### Extracted data

BEGIN

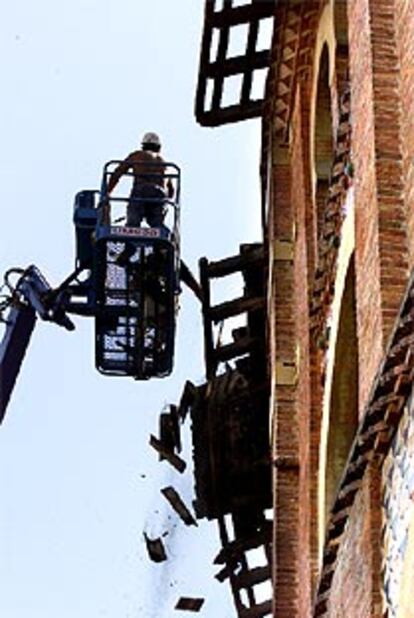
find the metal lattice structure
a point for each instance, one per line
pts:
(218, 67)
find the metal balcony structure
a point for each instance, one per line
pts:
(220, 68)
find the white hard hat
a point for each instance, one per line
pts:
(151, 138)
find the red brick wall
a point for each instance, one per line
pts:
(291, 430)
(367, 251)
(404, 17)
(302, 334)
(381, 268)
(381, 238)
(355, 592)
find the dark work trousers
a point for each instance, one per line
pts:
(146, 201)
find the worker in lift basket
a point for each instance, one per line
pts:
(150, 188)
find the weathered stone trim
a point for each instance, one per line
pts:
(390, 391)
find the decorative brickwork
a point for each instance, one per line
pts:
(398, 506)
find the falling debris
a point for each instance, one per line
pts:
(170, 429)
(155, 549)
(192, 605)
(178, 463)
(179, 506)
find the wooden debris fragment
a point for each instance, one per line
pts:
(189, 604)
(179, 506)
(178, 463)
(156, 550)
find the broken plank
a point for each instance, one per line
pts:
(178, 505)
(156, 550)
(231, 308)
(190, 604)
(178, 463)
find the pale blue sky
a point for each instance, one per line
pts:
(81, 81)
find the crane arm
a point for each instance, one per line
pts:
(31, 296)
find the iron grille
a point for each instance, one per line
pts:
(231, 85)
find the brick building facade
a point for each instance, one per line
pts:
(338, 218)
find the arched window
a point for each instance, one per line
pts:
(343, 409)
(323, 144)
(341, 37)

END

### What is needed
For this task, copy every line of the material in which "debris" appears.

### Completed exercise
find the falling debris
find the wooden debris fragment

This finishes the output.